*TASK REQUIREMENTS*:
a – Answer the following about the fiduciary governance text:
(i) Which firm published the blog post the text discusses?
(ii) Which part of the five-part series on 2022 investment insights is the post?
(iii) How many areas does the text say plan committees should consider?
b – Reproduce verbatim the passage of the fiduciary governance text from "Against a backdrop" up to and including "by plan fiduciaries.".

Fiduciary Governance

Against a backdrop of record-setting litigation and workforce management challenges, many retirement plan committees are asking what steps they can take to put participants on a path to creating a fully funded retirement income stream.

To address those challenges and more, a new blog post from Russell Investments, 10 steps for DC plan sponsors to consider this year, reviews key strategies for navigating the legal and regulatory issues faced by plan fiduciaries. 

The second of a five-part series on 2022 investment insights, the post by Kerry Bandow also examines tactics to better fund future liabilities, including increasing savings and creating more efficient investment strategies for both active participants and retirees. “Today’s DC committees face significant challenges in preparing their participants for retirement, which are further complicated by a myriad of legal and regulatory concerns. However, committees must avoid being paralyzed by fear of litigation if they hope to improve participant outcomes,” Bandow writes. 

Following are the 10 areas he identifies that plan committees should consider to avoid legal jeopardy and help improve participant outcomes.

*RECORD LIST*:

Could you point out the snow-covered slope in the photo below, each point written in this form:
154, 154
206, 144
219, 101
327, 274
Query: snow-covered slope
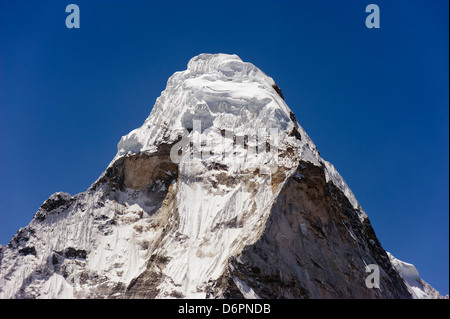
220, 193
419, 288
---
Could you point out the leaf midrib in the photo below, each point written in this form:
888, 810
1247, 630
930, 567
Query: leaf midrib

*PROBLEM SOLUTIONS*:
a –
(i) Russell Investments
(ii) The second
(iii) 10

b –
Against a backdrop of record-setting litigation and workforce management challenges, many retirement plan committees are asking what steps they can take to put participants on a path to creating a fully funded retirement income stream.

To address those challenges and more, a new blog post from Russell Investments, 10 steps for DC plan sponsors to consider this year, reviews key strategies for navigating the legal and regulatory issues faced by plan fiduciaries.